▸ **Brief**
Rewrite the entries below as a numbered list, leaving out any blank lines.
[Start]
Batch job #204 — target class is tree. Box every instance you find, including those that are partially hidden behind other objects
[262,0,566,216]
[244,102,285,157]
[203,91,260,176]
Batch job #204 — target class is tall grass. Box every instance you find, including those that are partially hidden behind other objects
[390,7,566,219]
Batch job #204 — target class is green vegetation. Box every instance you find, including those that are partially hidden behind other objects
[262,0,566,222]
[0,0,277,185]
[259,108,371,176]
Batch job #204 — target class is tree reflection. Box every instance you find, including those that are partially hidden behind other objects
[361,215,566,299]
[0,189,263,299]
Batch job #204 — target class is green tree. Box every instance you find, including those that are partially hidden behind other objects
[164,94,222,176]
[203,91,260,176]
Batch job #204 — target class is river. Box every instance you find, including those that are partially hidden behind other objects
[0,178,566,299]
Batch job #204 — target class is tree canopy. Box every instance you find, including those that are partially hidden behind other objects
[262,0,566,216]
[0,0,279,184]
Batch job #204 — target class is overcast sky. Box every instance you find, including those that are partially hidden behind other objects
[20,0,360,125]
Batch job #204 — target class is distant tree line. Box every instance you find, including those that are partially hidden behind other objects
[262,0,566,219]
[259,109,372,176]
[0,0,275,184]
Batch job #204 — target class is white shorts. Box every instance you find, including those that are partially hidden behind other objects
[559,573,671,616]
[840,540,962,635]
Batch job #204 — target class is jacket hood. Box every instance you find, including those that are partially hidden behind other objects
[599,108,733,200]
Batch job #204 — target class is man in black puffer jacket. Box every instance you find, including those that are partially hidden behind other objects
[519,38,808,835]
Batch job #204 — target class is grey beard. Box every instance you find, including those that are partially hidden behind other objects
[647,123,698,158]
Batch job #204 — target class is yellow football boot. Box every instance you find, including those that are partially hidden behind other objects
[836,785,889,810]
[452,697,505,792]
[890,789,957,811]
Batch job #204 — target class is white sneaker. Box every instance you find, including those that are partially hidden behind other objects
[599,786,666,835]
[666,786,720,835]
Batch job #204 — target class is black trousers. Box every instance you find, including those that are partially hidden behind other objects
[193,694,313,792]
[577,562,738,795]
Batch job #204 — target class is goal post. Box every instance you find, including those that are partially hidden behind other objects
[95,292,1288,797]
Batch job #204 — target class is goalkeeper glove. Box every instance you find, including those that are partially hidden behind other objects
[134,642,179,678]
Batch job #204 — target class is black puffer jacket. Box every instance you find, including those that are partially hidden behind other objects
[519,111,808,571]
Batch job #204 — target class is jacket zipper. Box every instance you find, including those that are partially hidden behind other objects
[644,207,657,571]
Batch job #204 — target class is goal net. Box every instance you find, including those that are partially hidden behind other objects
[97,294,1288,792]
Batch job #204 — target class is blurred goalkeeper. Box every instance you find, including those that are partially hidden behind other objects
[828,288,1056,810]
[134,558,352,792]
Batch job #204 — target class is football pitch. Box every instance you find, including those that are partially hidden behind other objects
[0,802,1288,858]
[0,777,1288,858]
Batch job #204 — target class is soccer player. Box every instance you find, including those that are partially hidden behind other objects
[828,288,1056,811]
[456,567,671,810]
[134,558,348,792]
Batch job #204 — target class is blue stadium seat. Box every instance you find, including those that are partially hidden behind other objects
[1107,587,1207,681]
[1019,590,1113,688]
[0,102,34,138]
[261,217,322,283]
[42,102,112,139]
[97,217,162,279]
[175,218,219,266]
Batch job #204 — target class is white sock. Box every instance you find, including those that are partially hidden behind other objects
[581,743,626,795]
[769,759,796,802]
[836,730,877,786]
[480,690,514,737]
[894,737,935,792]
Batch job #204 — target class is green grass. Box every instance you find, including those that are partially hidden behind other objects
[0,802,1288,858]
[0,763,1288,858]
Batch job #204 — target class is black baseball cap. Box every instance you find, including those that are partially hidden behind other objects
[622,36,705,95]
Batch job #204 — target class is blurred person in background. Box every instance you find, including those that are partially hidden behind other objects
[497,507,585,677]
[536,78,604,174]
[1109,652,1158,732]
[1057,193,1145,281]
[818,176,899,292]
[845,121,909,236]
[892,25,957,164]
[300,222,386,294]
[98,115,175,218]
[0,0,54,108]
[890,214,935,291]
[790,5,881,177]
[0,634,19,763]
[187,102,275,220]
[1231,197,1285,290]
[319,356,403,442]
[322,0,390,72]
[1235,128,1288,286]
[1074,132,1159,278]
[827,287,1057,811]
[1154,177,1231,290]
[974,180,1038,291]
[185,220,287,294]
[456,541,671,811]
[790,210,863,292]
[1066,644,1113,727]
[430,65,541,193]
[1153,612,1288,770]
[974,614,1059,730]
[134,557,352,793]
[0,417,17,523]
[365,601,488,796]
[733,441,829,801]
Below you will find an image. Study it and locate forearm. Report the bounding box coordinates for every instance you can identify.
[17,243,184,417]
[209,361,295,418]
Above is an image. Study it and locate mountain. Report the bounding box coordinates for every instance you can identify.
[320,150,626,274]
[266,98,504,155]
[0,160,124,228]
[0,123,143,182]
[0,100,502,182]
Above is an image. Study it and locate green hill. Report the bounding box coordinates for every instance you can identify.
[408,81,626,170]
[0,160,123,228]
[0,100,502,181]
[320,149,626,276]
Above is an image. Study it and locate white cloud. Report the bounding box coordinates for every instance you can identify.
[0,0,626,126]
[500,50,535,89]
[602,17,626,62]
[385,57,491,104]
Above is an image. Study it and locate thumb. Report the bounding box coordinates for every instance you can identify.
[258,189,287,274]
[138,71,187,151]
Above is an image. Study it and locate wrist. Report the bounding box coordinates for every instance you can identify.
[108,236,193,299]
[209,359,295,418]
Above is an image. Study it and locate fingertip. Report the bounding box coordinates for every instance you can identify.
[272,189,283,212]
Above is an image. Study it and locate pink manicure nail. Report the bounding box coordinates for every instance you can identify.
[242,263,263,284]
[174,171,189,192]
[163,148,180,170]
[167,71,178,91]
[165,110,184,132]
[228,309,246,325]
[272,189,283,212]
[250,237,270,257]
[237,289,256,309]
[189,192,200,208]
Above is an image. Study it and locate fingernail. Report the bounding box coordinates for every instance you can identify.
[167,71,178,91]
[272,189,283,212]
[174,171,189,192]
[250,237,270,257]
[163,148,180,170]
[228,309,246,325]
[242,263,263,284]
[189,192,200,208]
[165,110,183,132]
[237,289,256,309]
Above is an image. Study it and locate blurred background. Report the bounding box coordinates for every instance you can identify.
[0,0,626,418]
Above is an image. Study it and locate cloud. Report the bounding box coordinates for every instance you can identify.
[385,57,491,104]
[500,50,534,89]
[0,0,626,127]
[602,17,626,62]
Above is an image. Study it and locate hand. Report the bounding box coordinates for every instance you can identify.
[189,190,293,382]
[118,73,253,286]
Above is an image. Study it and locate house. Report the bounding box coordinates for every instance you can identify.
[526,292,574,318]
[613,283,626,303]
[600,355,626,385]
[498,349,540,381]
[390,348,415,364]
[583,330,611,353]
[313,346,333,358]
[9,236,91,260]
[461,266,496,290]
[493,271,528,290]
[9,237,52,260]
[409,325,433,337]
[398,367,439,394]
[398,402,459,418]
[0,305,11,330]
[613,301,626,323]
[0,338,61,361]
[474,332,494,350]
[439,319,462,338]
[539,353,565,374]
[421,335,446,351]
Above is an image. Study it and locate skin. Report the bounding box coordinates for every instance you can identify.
[End]
▸ **Response to the exercise**
1. Batch job #204 — target class is tree. Box every instance you find, including those that are partially hidden behind other objects
2. [262,0,566,216]
3. [244,102,285,157]
4. [203,91,260,176]
5. Batch job #204 — target class is tall grass. Box every instance you find, including those that are partially hidden behind other objects
6. [390,7,566,219]
7. Batch job #204 — target class is green vegetation. Box every instance you find, including those that are partially hidden behind other objects
8. [262,0,566,222]
9. [0,0,277,185]
10. [259,108,371,176]
11. Batch job #204 — target class is tree reflection. Box every instance you find, including those that are partially hidden behind other objects
12. [361,215,566,299]
13. [0,189,263,299]
14. Batch job #204 — target class is green tree. Box every instance you find, including those that are partially hidden behind other objects
15. [164,94,222,176]
16. [203,91,260,176]
17. Batch job #204 — target class is river. Box every instance you find, including those that are partially hidden behind other objects
18. [0,178,566,299]
19. Batch job #204 — target class is tree canopy. Box every instance you find, including those that are partially hidden behind other objects
20. [262,0,566,216]
21. [0,0,279,184]
22. Batch job #204 — target class is overcast sky. Box every instance you find, including those that are partially hidden behind other objects
23. [20,0,360,125]
24. Batch job #204 — target class is distant tree line. Box every instance you find, including those that are partially hidden behind other objects
25. [262,0,566,219]
26. [259,109,372,176]
27. [0,0,275,184]
28. Batch job #204 — target class is white shorts. Box every instance you find, including those that are partially hidden behind other objects
29. [559,573,671,616]
30. [840,540,962,635]
31. Batch job #204 — target class is jacket hood. Box every instance you find, including those that are partially hidden behind other objects
32. [599,108,733,200]
33. Batch job #204 — target class is man in black puffer jacket. Box every instance you find, including those that are partially hidden behind other objects
34. [519,38,808,835]
35. Batch job #204 — target class is grey beard. Box every instance you find, including those that are partially hidden behind other objects
36. [647,123,698,158]
37. Batch job #204 — target class is yellow football boot. Box every instance you find, including those that are partially hidden behind other objects
38. [836,785,889,810]
39. [452,697,505,792]
40. [890,789,957,811]
41. Batch job #204 — target class is white sneaker. Box every instance you find, including those that are partially hidden behind other objects
42. [599,786,666,835]
43. [666,786,720,835]
44. Batch job #204 — target class is black trousers. Box every instance you find, including those that are partially hidden behind other objects
45. [193,694,313,792]
46. [577,562,738,795]
47. Batch job #204 — target class is goal post. Box every instance you find, including those that are partially hidden behind other objects
48. [95,292,1288,797]
49. Batch job #204 — target class is goalkeeper glove. Box every instance you find, including those that are partially hidden behind other objects
50. [134,642,179,678]
51. Batch job #204 — target class is black puffer jacket. Box every instance you find, including those that are partially hidden behind other objects
52. [519,111,808,571]
53. Batch job #204 — target class is jacket zipper. Box every instance you find, including those that are partially hidden behind other objects
54. [644,207,657,571]
55. Batch job #204 — target class is goal net. Box every instance you find, including those that are partially hidden behind other objects
56. [97,294,1288,792]
57. Batch job #204 — target class is blurred goalkeeper. Box every instance you find, including those that are partially hidden behind other objects
58. [828,288,1056,810]
59. [134,558,352,792]
60. Batch job #204 — target class is football pitch. Box every instance you find, including those that are partially hidden behind other objects
61. [0,802,1288,858]
62. [0,777,1288,858]
63. Batch job #204 — target class is soccer player. Box every instance you find, including those that are partially hidden behind other objects
64. [828,288,1056,811]
65. [456,567,671,810]
66. [134,558,348,792]
67. Batch job #204 — target class is blue stadium seat. Box every instance you find, including those that are partially hidden behind other objects
68. [1107,587,1207,681]
69. [1019,590,1113,688]
70. [0,102,34,138]
71. [261,217,322,283]
72. [42,102,112,139]
73. [97,217,162,279]
74. [175,218,219,266]
75. Batch job #204 — target class is white sock. Box every instance you find, including those that are partially hidden behind other objects
76. [581,743,626,795]
77. [769,759,796,802]
78. [836,730,877,786]
79. [480,690,514,737]
80. [894,737,935,792]
81. Batch job #204 — target class is green grass. Box every instance you find, including those that are partially hidden behind other objects
82. [0,802,1288,858]
83. [0,763,1288,858]
84. Batch job #204 — target class is black baseball cap. Box every instance you find, including those that are partially hidden behind other objects
85. [622,36,705,95]
86. Batch job #204 — target class is blurred person in background. Box every instance you find, including those that are partially hidden behind other objects
87. [497,507,585,677]
88. [536,78,604,174]
89. [1109,652,1158,732]
90. [1057,193,1145,281]
91. [818,176,899,292]
92. [845,121,909,236]
93. [892,25,957,164]
94. [300,222,386,294]
95. [98,115,175,218]
96. [0,0,54,108]
97. [890,214,935,291]
98. [790,5,881,177]
99. [0,634,19,763]
100. [187,102,275,220]
101. [1231,197,1285,290]
102. [319,356,403,442]
103. [322,0,390,72]
104. [1235,128,1288,286]
105. [1074,132,1159,278]
106. [827,287,1057,811]
107. [1154,177,1231,290]
108. [974,180,1038,291]
109. [185,220,287,294]
110. [456,541,671,811]
111. [790,210,863,292]
112. [1066,644,1113,727]
113. [430,65,541,193]
114. [1153,612,1288,770]
115. [974,614,1059,730]
116. [134,557,352,793]
117. [0,417,17,523]
118. [365,601,488,796]
119. [733,441,829,801]
120. Below you will find an image. Study it and locate forearm. Report the bounding box coordinates for every instance you can identify.
121. [17,243,184,417]
122. [209,361,295,418]
123. Above is an image. Study it and locate mountain. Report the bounding box coordinates for every instance you can identify.
124. [320,150,626,274]
125. [266,98,504,155]
126. [0,160,124,228]
127. [0,123,143,182]
128. [0,100,502,182]
129. Above is an image. Study it and locate green hill. Report the bounding box coordinates for every instance you can identify.
130. [408,81,626,170]
131. [0,160,123,228]
132. [0,100,502,181]
133. [320,149,626,276]
134. Above is an image. Study it and locate white cloud. Report the bounding box coordinates for every instance you can identify.
135. [0,0,626,126]
136. [500,50,535,89]
137. [602,17,626,62]
138. [385,57,491,104]
139. Above is an image. Study it and locate thumb. Report the bounding box coordinates for every instance you can identify.
140. [258,189,287,274]
141. [138,71,187,151]
142. Above is an image. Study it and locate wrist. Report the bounding box coordinates for every instance you can identify.
143. [108,236,193,299]
144. [209,359,295,418]
145. Above is an image. Study it and locate fingertip. Report the bounding box coordinates for every instance you can identify.
146. [272,189,283,212]
147. Above is an image. Study it and locate pink manicure nail. Report the bounding box coordinates for every instance you can identify.
148. [242,263,263,284]
149. [174,171,189,192]
150. [163,148,180,170]
151. [167,71,178,91]
152. [165,110,184,132]
153. [228,309,246,325]
154. [272,189,283,212]
155. [250,237,270,257]
156. [237,289,256,309]
157. [189,192,200,208]
158. Above is an image. Study it and locate fingernail. Report the bounding box coordinates for every instance you can identify.
159. [167,71,178,91]
160. [272,189,283,212]
161. [174,171,189,192]
162. [250,237,270,257]
163. [163,148,180,170]
164. [228,309,246,325]
165. [242,263,263,284]
166. [189,192,200,208]
167. [165,110,183,132]
168. [237,289,256,309]
169. Above is an image. Study it and locate blurred background. Report the bounding box coordinates for every instance you can identify.
170. [0,0,626,418]
171. Above is an image. Study it and locate cloud. Report the bounding box coordinates for every instance you can identify.
172. [385,57,491,104]
173. [500,50,534,89]
174. [0,0,626,127]
175. [602,17,626,62]
176. Above is an image. Study it and locate hand. Report the bounding box coordinates for every instance you can identify.
177. [189,190,293,382]
178. [118,73,253,286]
179. Above is an image. Study it and locate house. Report the bounding box coordinates for every instance you can identify.
180. [526,292,574,318]
181. [613,283,626,303]
182. [600,355,626,385]
183. [498,349,540,381]
184. [390,348,415,364]
185. [583,330,611,353]
186. [313,346,333,358]
187. [9,236,91,260]
188. [461,266,496,290]
189. [493,271,528,290]
190. [9,237,52,260]
191. [409,325,433,337]
192. [398,367,439,394]
193. [398,402,459,418]
194. [0,305,11,330]
195. [613,301,626,323]
196. [0,338,61,361]
197. [474,332,494,350]
198. [439,319,462,338]
199. [539,353,565,374]
200. [421,335,446,351]
201. Above is an image. Study it and locate skin. Report the bounding box coordinates for every instance you can identify.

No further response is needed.